### Given text
# Shostakovich 5-athon



## techniquest (Aug 3, 2012)

I've been listening to Shostakovich's 5th symphony in four different recordings today in a Shos 5 marathon 
First up - and my reference recording - the Czech Philharmonic under Karel Ancerl in a vintage 1961 recording by Supraphon. I grew up with this recording on vinyl (Music for Pleasure) but now have the CD transfer from 1994.
1st Movement: This comes in with a fairly brisk moderato; the woodwind and brass being particularly well recorded with beautiful expressive playing. At the start of the scond section of this movement there is a real sense of foreboding with very low horns over the rhythmic low piano. The martial part after the build-up has very sharp staccato trumpets and a menacing snare drum, and this section builds up into a real frenzy with the Czech Phil brass on top form. It all slows down as we enter the big orchestral unison which culminates in a good tam-tam stroke. The tricky flute / horn duet which comes next has a rather unfortunate vibrato flute followed by a similarly wobbly oboe and it's all a bit too fast but it slows down before the second flute subject and the return of the opening string calls with nicely tinkling celeste.
2nd Movement: This Mahlerian piece (a kind of Landler) again highlights the superb woodwind playing - especially the reedy woods. The 3/4 rhythm is kept very tight by Ancerl and the tempo is just right. The solo violin/harp section fiollowed by the flute/bassoon/harp is beautiful and sparkling. I like the way the percussion is balanced so well in this recording being neither too forward nor hidden at the back.

### Actions to take
a - Rewrite the Shostakovich post from "I've been listening" up to and including "transfer from 1994.", replacing "vinyl" with "LP".
b - Which individual instruments does the Shostakovich post name in its "2nd Movement" paragraph?

(Object point labels)
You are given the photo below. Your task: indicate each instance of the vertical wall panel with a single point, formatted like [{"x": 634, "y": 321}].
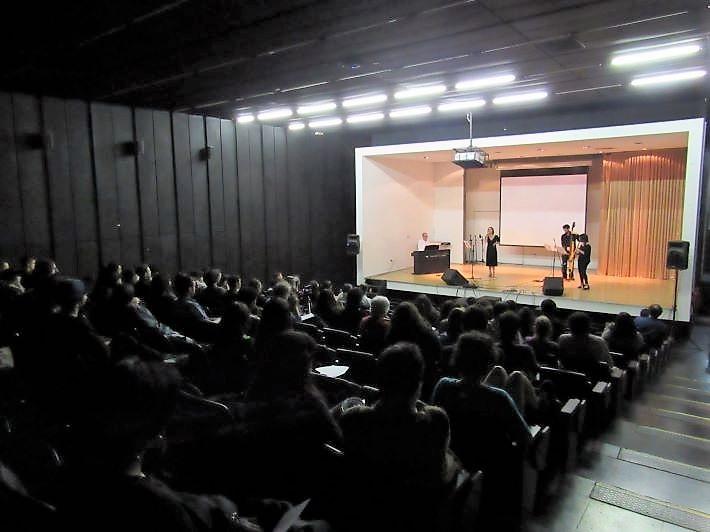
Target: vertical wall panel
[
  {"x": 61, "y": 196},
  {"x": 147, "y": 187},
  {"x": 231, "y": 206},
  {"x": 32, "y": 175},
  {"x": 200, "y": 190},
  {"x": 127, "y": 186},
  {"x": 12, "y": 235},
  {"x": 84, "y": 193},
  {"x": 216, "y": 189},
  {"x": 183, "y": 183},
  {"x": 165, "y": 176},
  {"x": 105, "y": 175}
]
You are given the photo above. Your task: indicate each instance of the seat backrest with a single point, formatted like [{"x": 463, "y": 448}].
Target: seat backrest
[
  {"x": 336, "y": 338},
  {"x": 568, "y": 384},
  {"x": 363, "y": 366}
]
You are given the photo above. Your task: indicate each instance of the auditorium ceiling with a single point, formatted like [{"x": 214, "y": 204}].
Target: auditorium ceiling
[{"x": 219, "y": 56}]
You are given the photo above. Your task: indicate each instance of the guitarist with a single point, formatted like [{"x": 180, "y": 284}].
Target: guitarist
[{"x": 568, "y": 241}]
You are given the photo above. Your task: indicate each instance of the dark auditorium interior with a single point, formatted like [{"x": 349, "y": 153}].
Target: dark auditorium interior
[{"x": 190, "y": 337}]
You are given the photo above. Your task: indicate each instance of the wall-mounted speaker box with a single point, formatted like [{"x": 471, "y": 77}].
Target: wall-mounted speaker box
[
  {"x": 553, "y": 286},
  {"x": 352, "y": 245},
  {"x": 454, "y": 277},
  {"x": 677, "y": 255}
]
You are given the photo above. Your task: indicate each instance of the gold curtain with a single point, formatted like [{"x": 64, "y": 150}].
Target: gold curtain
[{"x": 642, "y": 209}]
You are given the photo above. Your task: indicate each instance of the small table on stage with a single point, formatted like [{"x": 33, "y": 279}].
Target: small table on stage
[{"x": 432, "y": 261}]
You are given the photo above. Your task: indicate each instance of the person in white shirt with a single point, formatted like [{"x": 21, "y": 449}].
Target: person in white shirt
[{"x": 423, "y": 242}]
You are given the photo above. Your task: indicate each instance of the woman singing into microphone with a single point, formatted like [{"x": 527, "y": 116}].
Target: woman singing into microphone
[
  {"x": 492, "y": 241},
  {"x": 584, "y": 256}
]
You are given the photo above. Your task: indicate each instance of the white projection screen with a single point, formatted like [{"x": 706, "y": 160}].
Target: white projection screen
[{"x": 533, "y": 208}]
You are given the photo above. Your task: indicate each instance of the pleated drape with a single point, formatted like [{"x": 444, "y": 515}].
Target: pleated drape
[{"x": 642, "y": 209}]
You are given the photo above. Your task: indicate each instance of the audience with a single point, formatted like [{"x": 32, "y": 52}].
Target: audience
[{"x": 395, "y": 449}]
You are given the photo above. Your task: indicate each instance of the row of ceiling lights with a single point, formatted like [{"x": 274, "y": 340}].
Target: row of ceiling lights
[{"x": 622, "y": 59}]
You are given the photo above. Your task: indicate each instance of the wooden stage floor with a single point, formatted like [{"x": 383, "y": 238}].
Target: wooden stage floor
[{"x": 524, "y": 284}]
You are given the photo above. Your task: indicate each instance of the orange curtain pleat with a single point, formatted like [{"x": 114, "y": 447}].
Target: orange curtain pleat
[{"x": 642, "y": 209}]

### Results
a -
I've been listening to Shostakovich's 5th symphony in four different recordings today in a Shos 5 marathon 
First up - and my reference recording - the Czech Philharmonic under Karel Ancerl in a vintage 1961 recording by Supraphon. I grew up with this recording on LP (Music for Pleasure) but now have the CD transfer from 1994.

b - violin, harp, flute, bassoon